| Stated goal |
After locating the line that contains "Annotation task: mark the bird's head", quote it and all lines after it through the end of the entries, and nothing more. Pictures stay out.

— START Records to use —

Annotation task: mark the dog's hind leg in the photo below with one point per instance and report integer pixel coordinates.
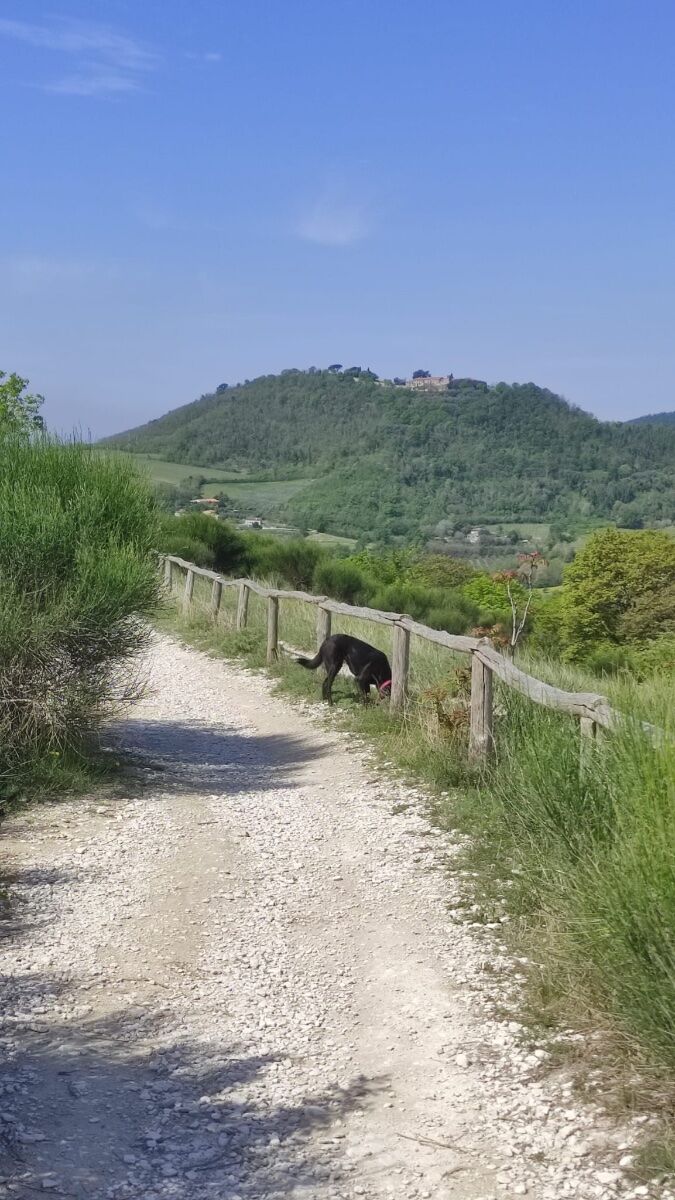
(326, 691)
(363, 683)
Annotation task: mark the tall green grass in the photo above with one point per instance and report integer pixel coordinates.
(77, 577)
(580, 853)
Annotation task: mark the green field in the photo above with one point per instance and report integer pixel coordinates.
(263, 495)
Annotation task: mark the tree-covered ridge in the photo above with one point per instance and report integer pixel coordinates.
(655, 419)
(390, 462)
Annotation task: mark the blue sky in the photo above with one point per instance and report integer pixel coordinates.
(210, 191)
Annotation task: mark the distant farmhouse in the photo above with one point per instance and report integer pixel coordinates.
(429, 383)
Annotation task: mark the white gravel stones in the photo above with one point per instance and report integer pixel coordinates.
(243, 982)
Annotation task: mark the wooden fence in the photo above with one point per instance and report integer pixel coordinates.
(591, 709)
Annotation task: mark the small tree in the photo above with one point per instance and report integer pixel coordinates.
(19, 412)
(519, 587)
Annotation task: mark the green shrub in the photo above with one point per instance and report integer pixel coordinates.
(341, 581)
(77, 529)
(615, 588)
(228, 549)
(292, 562)
(190, 549)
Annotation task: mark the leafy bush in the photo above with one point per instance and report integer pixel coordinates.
(77, 529)
(616, 587)
(190, 549)
(228, 549)
(291, 562)
(341, 581)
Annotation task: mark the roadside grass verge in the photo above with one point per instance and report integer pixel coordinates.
(577, 863)
(78, 581)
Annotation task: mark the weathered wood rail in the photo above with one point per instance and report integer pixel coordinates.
(592, 711)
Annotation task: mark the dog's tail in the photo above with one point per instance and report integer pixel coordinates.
(310, 664)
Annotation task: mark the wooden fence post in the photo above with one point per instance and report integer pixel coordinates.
(216, 595)
(243, 606)
(400, 663)
(189, 591)
(322, 625)
(481, 736)
(272, 629)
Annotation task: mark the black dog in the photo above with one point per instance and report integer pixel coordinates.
(369, 665)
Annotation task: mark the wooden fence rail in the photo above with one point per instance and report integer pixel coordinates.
(591, 709)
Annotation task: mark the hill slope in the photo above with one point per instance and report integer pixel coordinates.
(655, 419)
(389, 461)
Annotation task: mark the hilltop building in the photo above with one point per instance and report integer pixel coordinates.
(429, 383)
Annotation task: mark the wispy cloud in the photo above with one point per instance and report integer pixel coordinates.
(204, 57)
(334, 219)
(105, 61)
(39, 274)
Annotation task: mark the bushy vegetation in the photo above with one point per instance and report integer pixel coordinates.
(615, 610)
(620, 589)
(384, 462)
(77, 529)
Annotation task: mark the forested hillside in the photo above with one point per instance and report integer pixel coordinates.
(655, 419)
(389, 461)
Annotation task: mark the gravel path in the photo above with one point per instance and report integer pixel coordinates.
(244, 981)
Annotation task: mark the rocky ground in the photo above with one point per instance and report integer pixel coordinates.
(243, 979)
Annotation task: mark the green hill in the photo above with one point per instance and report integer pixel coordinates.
(655, 419)
(387, 461)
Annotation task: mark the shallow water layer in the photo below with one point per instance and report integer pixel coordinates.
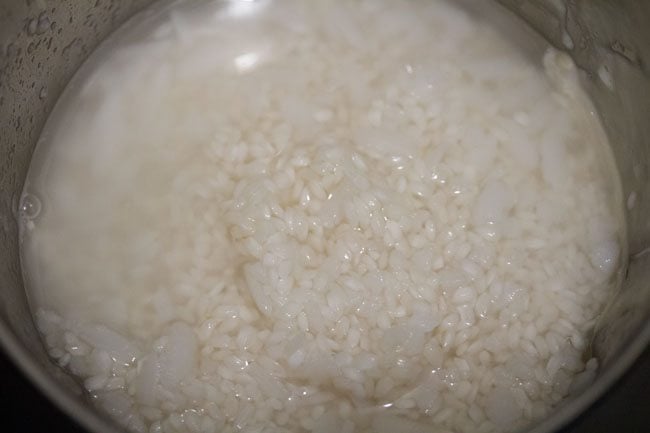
(286, 216)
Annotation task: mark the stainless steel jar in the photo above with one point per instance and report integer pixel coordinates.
(43, 42)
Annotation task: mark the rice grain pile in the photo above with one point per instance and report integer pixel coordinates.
(352, 216)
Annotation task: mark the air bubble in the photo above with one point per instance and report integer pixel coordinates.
(30, 206)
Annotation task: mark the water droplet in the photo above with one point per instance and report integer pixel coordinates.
(30, 206)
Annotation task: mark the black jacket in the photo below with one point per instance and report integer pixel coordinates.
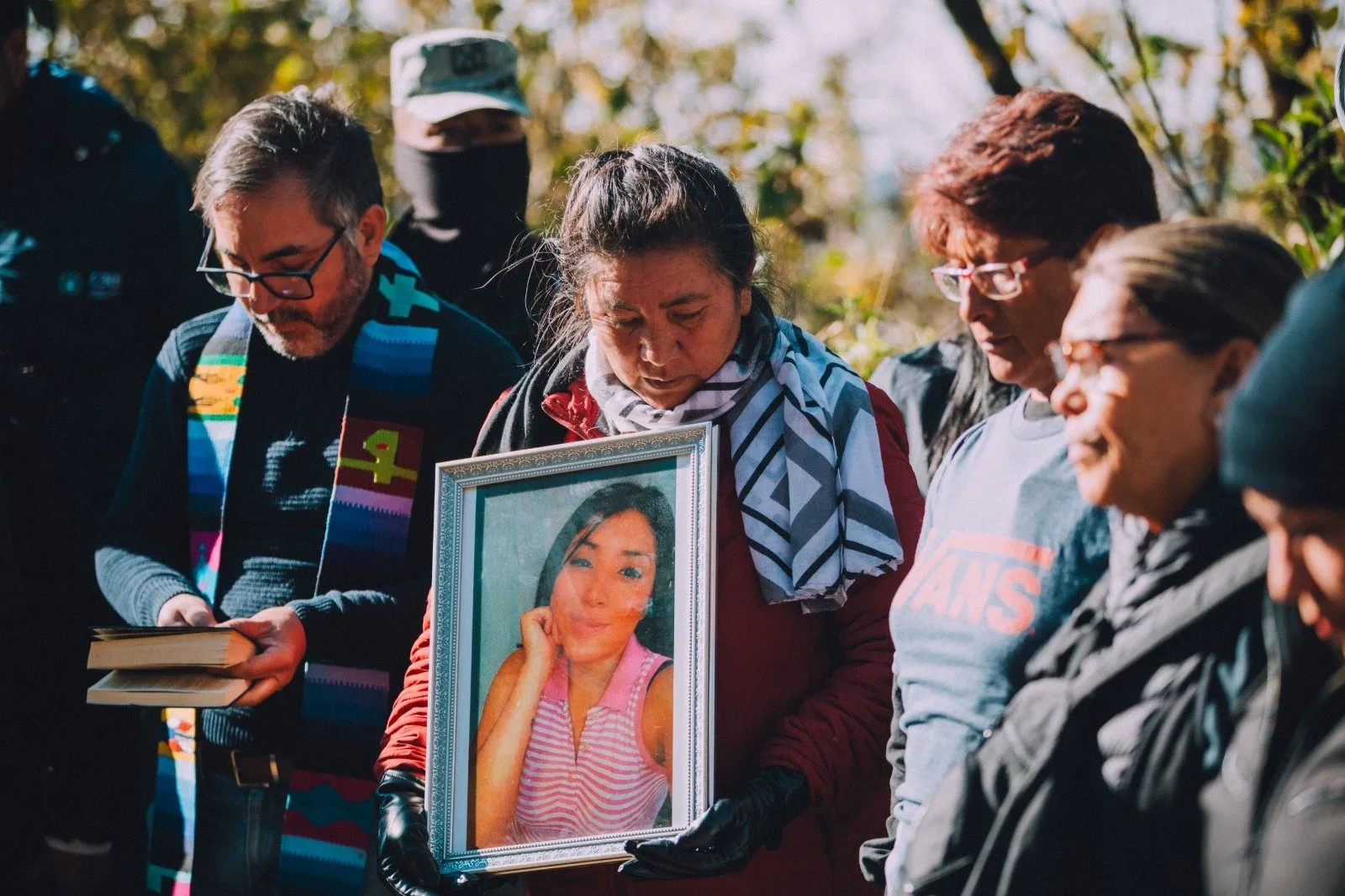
(1091, 782)
(98, 264)
(1275, 815)
(508, 293)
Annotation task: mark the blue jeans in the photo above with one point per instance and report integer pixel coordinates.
(237, 851)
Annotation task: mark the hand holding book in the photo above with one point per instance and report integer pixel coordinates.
(282, 645)
(186, 609)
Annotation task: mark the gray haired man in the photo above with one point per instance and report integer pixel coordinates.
(461, 154)
(282, 483)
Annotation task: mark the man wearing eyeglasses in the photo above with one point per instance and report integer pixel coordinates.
(282, 483)
(1009, 548)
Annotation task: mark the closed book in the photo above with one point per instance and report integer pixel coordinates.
(167, 647)
(166, 688)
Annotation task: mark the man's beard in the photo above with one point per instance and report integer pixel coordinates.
(322, 334)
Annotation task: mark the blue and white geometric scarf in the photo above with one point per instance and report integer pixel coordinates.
(806, 458)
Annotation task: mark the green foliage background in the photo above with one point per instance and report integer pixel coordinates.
(604, 73)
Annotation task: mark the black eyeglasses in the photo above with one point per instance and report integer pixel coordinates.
(282, 284)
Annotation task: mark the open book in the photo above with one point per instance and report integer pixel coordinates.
(166, 688)
(166, 647)
(167, 667)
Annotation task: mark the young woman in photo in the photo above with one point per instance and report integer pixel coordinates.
(576, 732)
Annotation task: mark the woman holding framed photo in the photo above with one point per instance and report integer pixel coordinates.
(658, 323)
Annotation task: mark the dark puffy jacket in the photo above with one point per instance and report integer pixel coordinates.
(506, 293)
(1275, 815)
(1091, 782)
(98, 264)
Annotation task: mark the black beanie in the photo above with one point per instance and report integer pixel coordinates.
(1284, 432)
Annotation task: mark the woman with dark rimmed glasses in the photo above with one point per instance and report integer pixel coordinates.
(1008, 548)
(1127, 710)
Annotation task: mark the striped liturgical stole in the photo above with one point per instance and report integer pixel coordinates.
(330, 814)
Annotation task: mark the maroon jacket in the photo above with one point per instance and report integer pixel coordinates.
(806, 692)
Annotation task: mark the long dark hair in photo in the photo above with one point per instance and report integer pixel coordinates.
(656, 630)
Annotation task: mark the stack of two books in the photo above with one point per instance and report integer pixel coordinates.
(167, 667)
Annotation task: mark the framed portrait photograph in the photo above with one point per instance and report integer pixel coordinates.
(572, 650)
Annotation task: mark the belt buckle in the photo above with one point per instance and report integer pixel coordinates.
(264, 783)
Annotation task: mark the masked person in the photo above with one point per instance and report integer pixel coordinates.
(461, 155)
(98, 256)
(282, 482)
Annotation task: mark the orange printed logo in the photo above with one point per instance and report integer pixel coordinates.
(985, 580)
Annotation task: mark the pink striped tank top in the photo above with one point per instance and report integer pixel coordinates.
(609, 784)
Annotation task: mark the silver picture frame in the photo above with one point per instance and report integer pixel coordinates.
(467, 493)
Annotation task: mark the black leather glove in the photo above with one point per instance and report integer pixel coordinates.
(726, 835)
(404, 858)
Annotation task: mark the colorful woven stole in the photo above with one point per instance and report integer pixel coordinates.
(330, 814)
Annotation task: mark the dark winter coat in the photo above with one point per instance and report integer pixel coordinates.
(98, 249)
(1091, 782)
(1275, 815)
(506, 293)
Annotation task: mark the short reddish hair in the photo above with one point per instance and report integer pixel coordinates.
(1042, 163)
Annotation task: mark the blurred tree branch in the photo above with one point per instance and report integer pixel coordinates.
(994, 62)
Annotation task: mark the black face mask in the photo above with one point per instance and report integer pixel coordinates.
(481, 192)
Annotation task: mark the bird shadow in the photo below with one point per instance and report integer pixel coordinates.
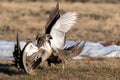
(10, 70)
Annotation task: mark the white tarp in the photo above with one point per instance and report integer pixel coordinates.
(94, 50)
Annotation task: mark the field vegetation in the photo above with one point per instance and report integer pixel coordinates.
(96, 22)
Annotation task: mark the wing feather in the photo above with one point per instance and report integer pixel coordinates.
(61, 27)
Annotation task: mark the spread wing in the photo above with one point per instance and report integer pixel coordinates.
(60, 28)
(54, 16)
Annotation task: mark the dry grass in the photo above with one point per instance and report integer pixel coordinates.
(96, 22)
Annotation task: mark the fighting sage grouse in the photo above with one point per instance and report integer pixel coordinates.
(53, 39)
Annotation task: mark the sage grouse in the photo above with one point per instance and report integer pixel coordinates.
(52, 40)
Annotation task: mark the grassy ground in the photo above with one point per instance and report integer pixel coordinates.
(96, 22)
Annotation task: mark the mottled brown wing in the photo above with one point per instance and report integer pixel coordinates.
(54, 16)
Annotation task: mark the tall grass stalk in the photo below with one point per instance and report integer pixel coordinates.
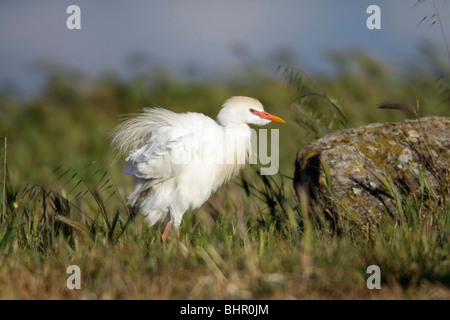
(4, 180)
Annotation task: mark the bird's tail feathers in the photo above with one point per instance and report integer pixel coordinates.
(135, 130)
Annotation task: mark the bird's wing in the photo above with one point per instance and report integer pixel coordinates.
(168, 148)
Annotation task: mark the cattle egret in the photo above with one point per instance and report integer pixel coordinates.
(179, 159)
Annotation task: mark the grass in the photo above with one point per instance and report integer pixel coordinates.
(63, 203)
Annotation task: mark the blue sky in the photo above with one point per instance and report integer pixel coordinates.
(178, 33)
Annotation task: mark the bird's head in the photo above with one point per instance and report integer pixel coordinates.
(245, 110)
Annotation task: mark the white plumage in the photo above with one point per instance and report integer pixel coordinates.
(179, 159)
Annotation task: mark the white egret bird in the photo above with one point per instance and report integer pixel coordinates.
(179, 159)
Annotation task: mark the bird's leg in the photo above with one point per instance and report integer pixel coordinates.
(166, 231)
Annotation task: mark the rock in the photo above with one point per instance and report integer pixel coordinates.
(353, 172)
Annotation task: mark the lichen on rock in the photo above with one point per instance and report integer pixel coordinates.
(349, 172)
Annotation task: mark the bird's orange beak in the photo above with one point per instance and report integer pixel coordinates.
(268, 116)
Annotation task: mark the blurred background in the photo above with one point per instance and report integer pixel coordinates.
(62, 91)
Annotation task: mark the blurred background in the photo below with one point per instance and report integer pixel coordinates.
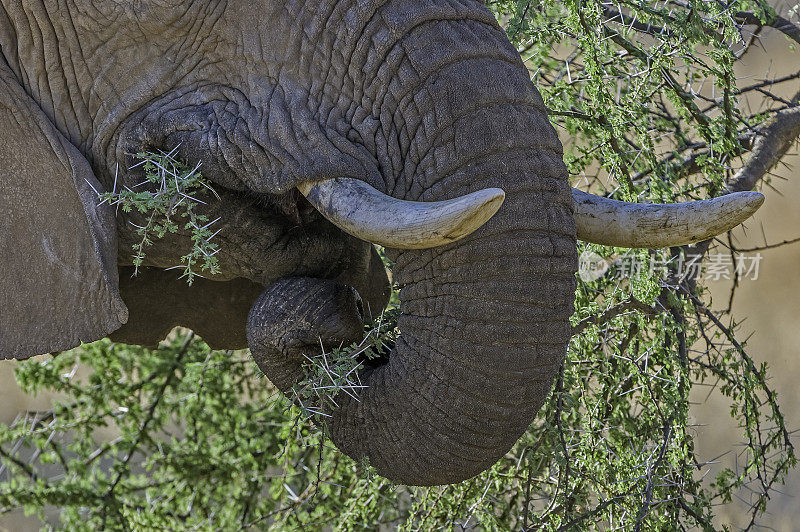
(768, 309)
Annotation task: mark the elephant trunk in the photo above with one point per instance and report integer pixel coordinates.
(484, 321)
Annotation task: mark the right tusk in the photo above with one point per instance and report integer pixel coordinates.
(655, 226)
(364, 212)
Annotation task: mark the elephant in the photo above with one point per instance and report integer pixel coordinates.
(325, 127)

— END Records to use —

| Task output |
Annotation task: mark the bird's head in the photo above with one point per instance and report integer pixel coordinates.
(245, 110)
Annotation task: mark the white plumage in the photo above with one point per instance and report integer pixel coordinates.
(179, 159)
Annotation task: mark the white egret bird in the photo above with one point per instance and report integer pixel coordinates.
(179, 159)
Annotation task: mark the bird's leg in the photo above with one point per instance and report integer pixel coordinates.
(166, 231)
Annotation task: mark the rock in the photo above with one point per instance and report integer pixel coordinates.
(353, 172)
Annotation task: mark the lichen on rock in the photo above with one point per instance and report integer pixel coordinates.
(349, 172)
Annotation task: mark the bird's orange beak in the photo above with one point per instance and report integer pixel coordinates.
(268, 116)
Annotation task: mark the blurred background in the photo above with one point per instance and report integer pixel coordinates.
(62, 91)
Annotation task: mark the blurred background in the photo below with one point per instance and report integer pixel coordinates.
(768, 309)
Annotation task: mark the elephant trunk in the photo above with one point per instance and report integer pixel coordinates.
(484, 321)
Annotation task: mark the right tusk in the photo above with one point per instance and report integer pixel coordinates.
(655, 226)
(364, 212)
Annotation task: mark the elephant in the photo above with one point per instance and report integer pixel coordinates.
(325, 127)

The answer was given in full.